Write out all of the material again, changing every "whole-pixel" to "integer" and leaving everything else untouched.
━━━━
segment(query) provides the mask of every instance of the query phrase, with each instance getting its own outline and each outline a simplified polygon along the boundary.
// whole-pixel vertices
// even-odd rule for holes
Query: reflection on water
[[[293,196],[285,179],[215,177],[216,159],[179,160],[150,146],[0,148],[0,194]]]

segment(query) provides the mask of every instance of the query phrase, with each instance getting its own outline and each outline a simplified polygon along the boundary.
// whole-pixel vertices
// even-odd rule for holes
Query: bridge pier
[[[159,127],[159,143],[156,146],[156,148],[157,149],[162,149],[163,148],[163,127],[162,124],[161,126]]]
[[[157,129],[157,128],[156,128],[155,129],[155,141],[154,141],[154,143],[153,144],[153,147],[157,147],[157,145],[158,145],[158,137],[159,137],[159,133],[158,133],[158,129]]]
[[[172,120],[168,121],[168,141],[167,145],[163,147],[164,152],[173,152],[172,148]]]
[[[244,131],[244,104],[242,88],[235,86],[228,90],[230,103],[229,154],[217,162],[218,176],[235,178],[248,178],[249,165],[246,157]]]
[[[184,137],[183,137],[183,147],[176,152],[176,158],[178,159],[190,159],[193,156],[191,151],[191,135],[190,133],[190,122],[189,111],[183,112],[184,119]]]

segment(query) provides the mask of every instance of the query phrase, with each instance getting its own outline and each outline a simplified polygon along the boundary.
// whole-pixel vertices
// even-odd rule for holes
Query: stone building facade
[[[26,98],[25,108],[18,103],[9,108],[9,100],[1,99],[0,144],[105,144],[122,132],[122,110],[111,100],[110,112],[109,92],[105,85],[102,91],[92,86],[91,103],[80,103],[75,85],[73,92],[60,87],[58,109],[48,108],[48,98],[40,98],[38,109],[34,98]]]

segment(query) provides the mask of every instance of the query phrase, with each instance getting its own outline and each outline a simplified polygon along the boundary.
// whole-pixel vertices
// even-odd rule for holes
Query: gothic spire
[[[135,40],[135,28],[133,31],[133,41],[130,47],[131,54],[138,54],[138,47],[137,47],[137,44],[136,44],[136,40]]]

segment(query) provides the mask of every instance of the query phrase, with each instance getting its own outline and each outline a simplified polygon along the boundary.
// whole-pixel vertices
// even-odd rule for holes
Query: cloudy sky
━━━━
• **Solution to this problem**:
segment(query) provides the mask of every instance of the query phrase, with each instance getting its own outline and each outline a simplified polygon along the boundary.
// integer vertices
// even-odd rule for holes
Query: reflection on water
[[[293,196],[285,179],[215,177],[216,159],[179,160],[150,146],[0,148],[0,194]]]

segment(query) provides the mask of every instance of the query phrase, with each instance getting its own outline and each outline a simplified polygon along the boundary.
// integer vertices
// even-odd rule for holes
Query: bridge pier
[[[159,127],[159,143],[156,146],[156,148],[157,149],[162,149],[163,148],[163,127],[162,124],[161,126]]]
[[[157,129],[157,128],[156,128],[155,129],[155,141],[154,141],[154,143],[153,144],[153,147],[157,147],[157,145],[158,145],[158,137],[159,137],[159,133],[158,133],[158,129]]]
[[[172,120],[168,121],[168,141],[167,145],[163,147],[164,152],[173,152],[172,148]]]
[[[244,131],[244,104],[242,88],[235,86],[228,90],[230,103],[229,154],[217,162],[218,176],[235,178],[248,178],[249,165],[246,157]]]
[[[184,137],[183,137],[183,147],[176,152],[176,158],[178,159],[190,159],[193,156],[191,151],[191,135],[190,133],[190,122],[189,111],[183,112],[184,119]]]

segment(query) provides the mask of every instance of the query phrase, with each instance getting its own outline and each outline a simplified polygon along the boundary.
// integer vertices
// even-odd rule for holes
Query: stone building facade
[[[26,98],[25,108],[18,103],[9,108],[9,100],[1,99],[0,144],[105,144],[122,132],[122,110],[111,100],[110,112],[109,92],[105,85],[102,91],[92,86],[91,103],[80,103],[75,85],[73,92],[60,87],[58,109],[48,108],[48,98],[40,98],[38,109],[34,98]]]

segment(query) provides the mask of every instance of the query phrase, with each instance getting its own outline and each outline a simplified polygon along the boundary.
// integer vertices
// even-odd rule for holes
Query: gothic spire
[[[135,40],[135,28],[133,31],[133,41],[130,47],[131,54],[138,54],[138,47],[137,47],[137,44],[136,44],[136,40]]]

segment(query) provides the mask of every instance of the query phrase, with each instance getting its own outline and each outline a simplified polygon along the boundary.
// integer vertices
// even-odd rule for holes
Query: cloudy sky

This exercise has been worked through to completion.